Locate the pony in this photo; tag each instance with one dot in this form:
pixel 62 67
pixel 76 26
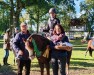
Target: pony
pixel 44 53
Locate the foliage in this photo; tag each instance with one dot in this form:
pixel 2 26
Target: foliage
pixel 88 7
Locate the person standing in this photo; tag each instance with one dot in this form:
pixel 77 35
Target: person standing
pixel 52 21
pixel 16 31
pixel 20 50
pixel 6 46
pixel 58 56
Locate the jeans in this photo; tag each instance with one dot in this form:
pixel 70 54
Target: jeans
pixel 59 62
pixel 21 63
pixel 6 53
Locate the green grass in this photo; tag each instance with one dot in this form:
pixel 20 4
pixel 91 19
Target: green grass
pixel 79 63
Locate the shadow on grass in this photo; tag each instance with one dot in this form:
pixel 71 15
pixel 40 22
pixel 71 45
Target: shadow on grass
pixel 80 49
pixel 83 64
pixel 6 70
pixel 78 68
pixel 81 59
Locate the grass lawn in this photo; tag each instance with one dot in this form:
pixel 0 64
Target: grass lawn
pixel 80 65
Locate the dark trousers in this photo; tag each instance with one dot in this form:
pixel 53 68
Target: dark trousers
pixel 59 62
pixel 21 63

==

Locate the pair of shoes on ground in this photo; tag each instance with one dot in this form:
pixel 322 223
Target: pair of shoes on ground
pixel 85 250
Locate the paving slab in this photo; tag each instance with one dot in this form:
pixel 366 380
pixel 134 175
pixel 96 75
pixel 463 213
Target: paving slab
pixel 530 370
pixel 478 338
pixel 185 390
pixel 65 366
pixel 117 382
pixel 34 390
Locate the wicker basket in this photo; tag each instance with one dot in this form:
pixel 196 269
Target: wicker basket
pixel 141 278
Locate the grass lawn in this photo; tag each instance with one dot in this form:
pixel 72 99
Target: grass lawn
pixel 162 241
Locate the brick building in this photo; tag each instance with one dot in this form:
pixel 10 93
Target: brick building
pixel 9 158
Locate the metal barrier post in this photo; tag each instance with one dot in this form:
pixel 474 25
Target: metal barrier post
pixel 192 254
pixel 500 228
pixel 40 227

### WHAT TO WORK ON
Pick out every line of the material above that contains the word "trousers", and copy each of those lines.

### WRITTEN SOLUTION
Locate the dark trousers in this photo; tag each instance with one dot in this form:
Target: dark trousers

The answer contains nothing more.